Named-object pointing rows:
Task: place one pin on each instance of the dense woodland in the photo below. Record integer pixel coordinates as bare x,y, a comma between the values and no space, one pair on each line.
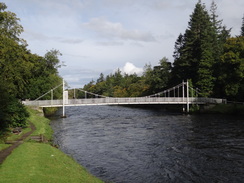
205,54
23,75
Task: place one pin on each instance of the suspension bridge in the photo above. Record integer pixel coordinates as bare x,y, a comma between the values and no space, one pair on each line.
180,94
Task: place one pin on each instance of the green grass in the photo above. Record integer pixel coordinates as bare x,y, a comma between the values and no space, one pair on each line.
37,162
40,162
41,123
232,109
4,146
13,137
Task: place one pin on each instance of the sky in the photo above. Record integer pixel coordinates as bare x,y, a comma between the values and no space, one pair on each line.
101,36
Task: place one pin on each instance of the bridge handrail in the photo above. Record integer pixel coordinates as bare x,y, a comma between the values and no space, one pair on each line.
129,100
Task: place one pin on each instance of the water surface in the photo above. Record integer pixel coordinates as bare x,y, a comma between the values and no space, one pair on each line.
135,145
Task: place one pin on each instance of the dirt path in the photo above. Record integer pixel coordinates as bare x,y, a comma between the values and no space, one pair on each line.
4,153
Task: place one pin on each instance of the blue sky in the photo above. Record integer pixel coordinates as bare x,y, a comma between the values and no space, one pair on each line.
100,36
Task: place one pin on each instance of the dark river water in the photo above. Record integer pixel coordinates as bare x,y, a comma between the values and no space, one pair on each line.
135,145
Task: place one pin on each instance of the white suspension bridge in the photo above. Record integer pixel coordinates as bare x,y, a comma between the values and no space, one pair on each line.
181,94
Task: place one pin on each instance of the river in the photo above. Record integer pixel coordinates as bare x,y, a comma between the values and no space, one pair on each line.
150,145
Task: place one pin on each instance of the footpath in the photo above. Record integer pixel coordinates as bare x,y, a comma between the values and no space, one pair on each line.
6,152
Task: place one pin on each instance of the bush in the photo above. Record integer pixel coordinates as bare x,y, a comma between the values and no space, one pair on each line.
12,113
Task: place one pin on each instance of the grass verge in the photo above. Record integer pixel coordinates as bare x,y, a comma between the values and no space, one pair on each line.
38,162
231,109
41,162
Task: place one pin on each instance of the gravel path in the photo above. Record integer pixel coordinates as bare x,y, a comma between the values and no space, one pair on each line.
4,153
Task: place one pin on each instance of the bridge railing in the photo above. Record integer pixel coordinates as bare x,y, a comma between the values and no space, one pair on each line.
130,100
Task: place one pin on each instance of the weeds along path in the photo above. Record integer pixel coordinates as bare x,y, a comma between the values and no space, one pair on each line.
5,152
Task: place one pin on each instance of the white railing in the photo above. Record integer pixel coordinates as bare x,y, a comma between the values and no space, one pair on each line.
124,101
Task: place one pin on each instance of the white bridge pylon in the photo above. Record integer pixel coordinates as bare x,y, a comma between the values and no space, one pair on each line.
181,94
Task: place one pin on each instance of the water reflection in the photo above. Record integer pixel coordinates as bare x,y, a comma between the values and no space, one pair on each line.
123,144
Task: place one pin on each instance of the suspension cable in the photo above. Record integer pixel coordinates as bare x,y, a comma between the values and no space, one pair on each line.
48,92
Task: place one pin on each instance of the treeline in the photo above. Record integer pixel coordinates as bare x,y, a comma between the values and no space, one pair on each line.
205,54
23,75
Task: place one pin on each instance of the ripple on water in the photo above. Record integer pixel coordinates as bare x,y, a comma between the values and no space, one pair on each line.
122,144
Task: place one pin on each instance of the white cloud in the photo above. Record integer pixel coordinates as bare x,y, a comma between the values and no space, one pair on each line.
109,29
130,68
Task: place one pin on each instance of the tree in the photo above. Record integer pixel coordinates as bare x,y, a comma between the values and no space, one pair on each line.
9,25
194,55
242,27
232,69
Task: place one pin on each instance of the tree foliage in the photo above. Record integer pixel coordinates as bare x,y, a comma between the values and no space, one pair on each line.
23,74
205,54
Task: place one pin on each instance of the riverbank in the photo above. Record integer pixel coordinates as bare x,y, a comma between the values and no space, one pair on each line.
40,162
229,109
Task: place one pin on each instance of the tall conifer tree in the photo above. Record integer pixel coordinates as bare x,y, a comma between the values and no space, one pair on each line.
194,56
242,27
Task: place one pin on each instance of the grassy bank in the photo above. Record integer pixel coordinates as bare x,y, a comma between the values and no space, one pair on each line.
230,109
40,162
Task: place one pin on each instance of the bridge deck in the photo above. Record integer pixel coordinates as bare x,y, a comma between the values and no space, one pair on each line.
123,101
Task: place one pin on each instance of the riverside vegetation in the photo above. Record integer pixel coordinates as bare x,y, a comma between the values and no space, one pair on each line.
205,54
41,162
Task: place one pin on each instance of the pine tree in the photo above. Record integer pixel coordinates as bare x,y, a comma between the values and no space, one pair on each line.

▶ **Written task**
Write out again every line from the line with "Task: place one pin on each instance of the riverbank" through the end of the rows, task lines included, and shift each pixel coordinate in the answers by adding 103 to both x and y.

▶ **Exercise output**
Task: place one pin on each instance of the riverbank in the photo above. Record integer pixel coordinates as bare x,y, a comma between the values and no space, one pair on each line.
143,265
332,212
Task: place one pin on each instance of the tall conifer tree in the photo above. Record integer pixel coordinates as bare x,y, a comma between the values and no space, one pair on each line.
297,159
345,130
Task: place one pin on each instance of the grassy bank in the photo above. Record integer pixel coordinates as bare x,y, a comma between the values and no space, one pair on each line.
333,212
143,265
Task: place one pin on each instance of the bridge deck in the photo above. Record integer pixel coordinates as bare x,y, a comma between the values and no space, one pair on each line.
226,204
Task: place one pin on each instance of the riverside vegetation in the photo above. Record integer pixel coordinates as bare x,y, a comma between the values and no space, one pair on each line.
308,157
144,265
Task: place one pin on each instance of the pine tree in the photo above. Record integer pixel coordinates as bare x,y, a comma between the values and no space, one pair on each line.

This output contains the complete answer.